● **Task prompt**
Each entry should be duplicated exactly, with no line missing.

Referring expression data
#####

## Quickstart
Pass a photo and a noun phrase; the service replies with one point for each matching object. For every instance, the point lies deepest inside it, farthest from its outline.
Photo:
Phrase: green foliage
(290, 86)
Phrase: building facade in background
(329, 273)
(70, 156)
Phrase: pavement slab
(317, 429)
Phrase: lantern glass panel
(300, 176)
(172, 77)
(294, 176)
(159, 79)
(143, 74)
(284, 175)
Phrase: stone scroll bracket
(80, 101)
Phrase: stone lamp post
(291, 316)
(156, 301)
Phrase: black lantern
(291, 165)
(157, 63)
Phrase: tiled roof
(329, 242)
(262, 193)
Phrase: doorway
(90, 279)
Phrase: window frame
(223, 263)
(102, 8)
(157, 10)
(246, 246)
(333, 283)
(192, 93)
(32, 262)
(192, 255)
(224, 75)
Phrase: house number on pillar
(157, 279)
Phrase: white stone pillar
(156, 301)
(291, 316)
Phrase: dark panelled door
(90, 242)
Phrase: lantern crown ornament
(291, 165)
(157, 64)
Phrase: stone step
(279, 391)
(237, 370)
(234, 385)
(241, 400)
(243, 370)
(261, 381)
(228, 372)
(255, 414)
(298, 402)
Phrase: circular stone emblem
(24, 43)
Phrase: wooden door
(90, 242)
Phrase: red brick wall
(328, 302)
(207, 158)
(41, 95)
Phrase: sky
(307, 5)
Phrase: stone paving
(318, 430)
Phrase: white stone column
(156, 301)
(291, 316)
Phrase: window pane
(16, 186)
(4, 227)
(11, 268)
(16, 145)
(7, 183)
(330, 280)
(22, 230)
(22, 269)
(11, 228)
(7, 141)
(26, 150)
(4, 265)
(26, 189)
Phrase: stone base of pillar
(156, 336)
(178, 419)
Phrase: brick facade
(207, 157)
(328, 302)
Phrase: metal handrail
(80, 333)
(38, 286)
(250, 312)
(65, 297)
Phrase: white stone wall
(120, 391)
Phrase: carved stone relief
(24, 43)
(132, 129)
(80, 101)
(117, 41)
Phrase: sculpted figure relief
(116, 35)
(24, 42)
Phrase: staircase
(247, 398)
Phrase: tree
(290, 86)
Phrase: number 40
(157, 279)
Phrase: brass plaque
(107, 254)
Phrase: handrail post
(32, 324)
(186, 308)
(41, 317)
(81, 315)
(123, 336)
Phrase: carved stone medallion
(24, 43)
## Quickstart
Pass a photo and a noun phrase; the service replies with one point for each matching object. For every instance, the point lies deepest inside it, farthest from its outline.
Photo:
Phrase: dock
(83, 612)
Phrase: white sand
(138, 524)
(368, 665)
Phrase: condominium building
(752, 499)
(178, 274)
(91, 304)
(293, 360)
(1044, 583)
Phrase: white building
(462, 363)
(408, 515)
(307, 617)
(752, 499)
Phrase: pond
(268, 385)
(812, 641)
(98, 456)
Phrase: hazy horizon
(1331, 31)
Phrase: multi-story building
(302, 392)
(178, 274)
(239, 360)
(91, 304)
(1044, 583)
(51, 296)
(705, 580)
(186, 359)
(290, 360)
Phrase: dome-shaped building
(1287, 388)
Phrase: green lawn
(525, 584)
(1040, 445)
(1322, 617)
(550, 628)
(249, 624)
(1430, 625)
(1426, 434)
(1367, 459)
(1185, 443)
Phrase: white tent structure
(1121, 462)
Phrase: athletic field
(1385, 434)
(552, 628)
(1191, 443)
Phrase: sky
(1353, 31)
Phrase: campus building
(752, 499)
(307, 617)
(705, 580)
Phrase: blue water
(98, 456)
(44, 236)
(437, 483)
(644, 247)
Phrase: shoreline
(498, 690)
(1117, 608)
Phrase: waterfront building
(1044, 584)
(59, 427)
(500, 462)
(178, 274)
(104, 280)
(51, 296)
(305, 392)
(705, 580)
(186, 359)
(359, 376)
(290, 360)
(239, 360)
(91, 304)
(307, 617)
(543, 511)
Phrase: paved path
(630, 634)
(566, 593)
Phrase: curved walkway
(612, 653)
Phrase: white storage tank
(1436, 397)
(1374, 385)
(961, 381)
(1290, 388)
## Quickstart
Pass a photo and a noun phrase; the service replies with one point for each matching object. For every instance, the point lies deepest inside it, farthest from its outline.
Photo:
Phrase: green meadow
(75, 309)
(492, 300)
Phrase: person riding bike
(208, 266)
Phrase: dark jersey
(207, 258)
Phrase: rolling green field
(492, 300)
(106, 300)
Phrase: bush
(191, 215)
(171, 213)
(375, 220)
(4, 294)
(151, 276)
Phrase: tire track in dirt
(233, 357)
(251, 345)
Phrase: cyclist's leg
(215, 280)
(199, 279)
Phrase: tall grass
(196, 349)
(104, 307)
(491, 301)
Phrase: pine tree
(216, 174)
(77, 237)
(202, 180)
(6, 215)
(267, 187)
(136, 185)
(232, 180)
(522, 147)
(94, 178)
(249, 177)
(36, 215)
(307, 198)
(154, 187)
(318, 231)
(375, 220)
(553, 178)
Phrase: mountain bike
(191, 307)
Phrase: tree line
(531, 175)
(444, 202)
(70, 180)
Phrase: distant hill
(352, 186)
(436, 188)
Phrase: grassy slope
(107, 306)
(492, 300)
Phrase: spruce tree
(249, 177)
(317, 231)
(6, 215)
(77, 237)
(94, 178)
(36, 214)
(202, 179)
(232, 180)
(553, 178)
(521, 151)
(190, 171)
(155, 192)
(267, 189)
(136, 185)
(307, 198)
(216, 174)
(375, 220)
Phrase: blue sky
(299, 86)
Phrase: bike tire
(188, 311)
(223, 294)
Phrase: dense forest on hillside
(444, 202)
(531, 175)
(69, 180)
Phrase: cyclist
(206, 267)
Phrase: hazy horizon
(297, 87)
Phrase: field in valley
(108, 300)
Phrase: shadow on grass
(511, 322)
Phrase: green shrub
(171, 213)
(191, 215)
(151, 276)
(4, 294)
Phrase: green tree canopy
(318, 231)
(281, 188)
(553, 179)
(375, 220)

#####

● **Response to this task**
## Quickstart
Pass a photo and a noun phrase; the service replies with one point for each matching object. For every instance, the point lies deepest inside it, farthest from its outline.
Photo:
Phrase: green foliage
(290, 86)
Phrase: building facade in background
(329, 273)
(70, 156)
Phrase: pavement slab
(317, 429)
Phrase: lantern glass panel
(300, 176)
(172, 77)
(294, 176)
(159, 79)
(143, 74)
(284, 175)
Phrase: stone scroll bracket
(80, 101)
Phrase: stone lamp post
(291, 316)
(156, 301)
Phrase: black lantern
(291, 165)
(157, 63)
Phrase: tiled roof
(329, 242)
(262, 193)
Phrase: doorway
(90, 279)
Phrase: window frame
(223, 263)
(102, 8)
(157, 10)
(246, 246)
(333, 283)
(192, 93)
(32, 262)
(192, 255)
(224, 75)
Phrase: house number on pillar
(157, 279)
Phrase: white stone pillar
(156, 301)
(291, 316)
Phrase: dark panelled door
(90, 242)
Phrase: lantern crown ornament
(291, 165)
(157, 64)
Phrase: stone step
(279, 391)
(237, 370)
(234, 385)
(241, 400)
(243, 370)
(261, 381)
(228, 372)
(255, 414)
(298, 402)
Phrase: circular stone emblem
(24, 43)
Phrase: wooden door
(90, 242)
Phrase: red brick wall
(328, 302)
(207, 158)
(41, 95)
Phrase: sky
(307, 5)
Phrase: stone paving
(318, 430)
Phrase: white stone column
(156, 301)
(291, 316)
Phrase: window pane
(16, 186)
(4, 227)
(11, 268)
(16, 145)
(7, 183)
(330, 280)
(22, 230)
(22, 269)
(11, 228)
(7, 141)
(26, 150)
(4, 265)
(26, 189)
Phrase: stone base of pillar
(156, 336)
(178, 419)
Phrase: brick facade
(207, 157)
(328, 302)
Phrase: metal handrail
(80, 333)
(38, 286)
(250, 312)
(65, 297)
Phrase: white stone wall
(120, 391)
Phrase: carved stone relief
(24, 43)
(132, 129)
(80, 101)
(117, 41)
Phrase: sculpted figure relief
(116, 35)
(24, 42)
Phrase: staircase
(247, 398)
Phrase: tree
(290, 86)
Phrase: number 40
(157, 279)
Phrase: brass plaque
(107, 254)
Phrase: handrail post
(32, 324)
(186, 308)
(41, 317)
(81, 315)
(123, 336)
Phrase: carved stone medallion
(24, 43)
## Quickstart
Pass a photo and a noun phrase; the service replies with one point for each matching object. For every instance, the point lies deepest inside it, farthest from its outline.
Photo:
Phrase: dock
(83, 612)
Phrase: white sand
(138, 524)
(368, 665)
Phrase: condominium building
(752, 499)
(178, 274)
(91, 304)
(293, 360)
(1044, 583)
Phrase: white building
(462, 363)
(408, 515)
(307, 617)
(752, 499)
Phrase: pond
(268, 385)
(812, 641)
(98, 456)
Phrase: hazy horizon
(1331, 31)
Phrase: multi-story building
(302, 392)
(178, 274)
(239, 360)
(91, 304)
(1044, 583)
(51, 296)
(705, 580)
(186, 359)
(290, 360)
Phrase: dome-shaped building
(1287, 388)
Phrase: green lawn
(525, 584)
(1040, 445)
(1322, 617)
(550, 628)
(249, 624)
(1430, 625)
(1426, 434)
(1367, 459)
(1185, 443)
Phrase: white tent structure
(1121, 462)
Phrase: athletic field
(1385, 434)
(552, 628)
(1191, 443)
Phrase: sky
(1353, 31)
Phrase: campus building
(752, 499)
(307, 617)
(705, 580)
Phrase: blue water
(98, 456)
(44, 236)
(437, 483)
(644, 247)
Phrase: shoreline
(498, 690)
(1117, 608)
Phrase: waterfront building
(1044, 584)
(59, 427)
(500, 462)
(178, 274)
(104, 280)
(51, 296)
(305, 392)
(705, 580)
(186, 359)
(359, 376)
(290, 360)
(239, 360)
(91, 304)
(307, 617)
(543, 511)
Phrase: paved path
(630, 634)
(566, 593)
Phrase: curved walkway
(612, 653)
Phrase: white storage tank
(1436, 397)
(1374, 385)
(961, 381)
(1290, 388)
## Quickstart
Pass a photo and a noun phrase; the service replies with one point for each matching object. For every instance, the point lies deepest inside it, farthest from its outline.
Photo:
Phrase: green meadow
(75, 309)
(492, 300)
Phrase: person riding bike
(208, 266)
Phrase: dark jersey
(207, 258)
Phrase: rolling green field
(492, 300)
(106, 300)
Phrase: bush
(191, 215)
(171, 213)
(375, 220)
(4, 294)
(151, 276)
Phrase: tire track in dirt
(233, 357)
(251, 345)
Phrase: cyclist's leg
(215, 280)
(199, 279)
Phrase: tall grass
(196, 349)
(104, 307)
(491, 301)
Phrase: pine tree
(216, 174)
(77, 237)
(202, 180)
(6, 215)
(267, 187)
(136, 185)
(232, 180)
(522, 147)
(94, 178)
(249, 177)
(36, 215)
(307, 198)
(154, 187)
(318, 231)
(375, 220)
(553, 178)
Phrase: mountain bike
(191, 307)
Phrase: tree line
(531, 175)
(444, 202)
(70, 180)
Phrase: distant hill
(352, 186)
(436, 188)
Phrase: grassy slope
(107, 306)
(492, 300)
Phrase: spruce tree
(249, 177)
(317, 231)
(6, 215)
(77, 237)
(94, 178)
(36, 214)
(202, 179)
(232, 180)
(553, 178)
(521, 151)
(190, 171)
(155, 192)
(267, 189)
(136, 185)
(307, 198)
(216, 174)
(375, 220)
Phrase: blue sky
(299, 86)
Phrase: bike tire
(188, 311)
(223, 294)
Phrase: dense forest on hillside
(444, 202)
(531, 175)
(69, 180)
Phrase: cyclist
(206, 267)
Phrase: hazy horizon
(297, 87)
Phrase: field in valley
(108, 300)
Phrase: shadow on grass
(511, 322)
Phrase: green shrub
(171, 213)
(191, 215)
(151, 276)
(4, 294)
Phrase: green tree canopy
(318, 231)
(281, 188)
(553, 179)
(375, 220)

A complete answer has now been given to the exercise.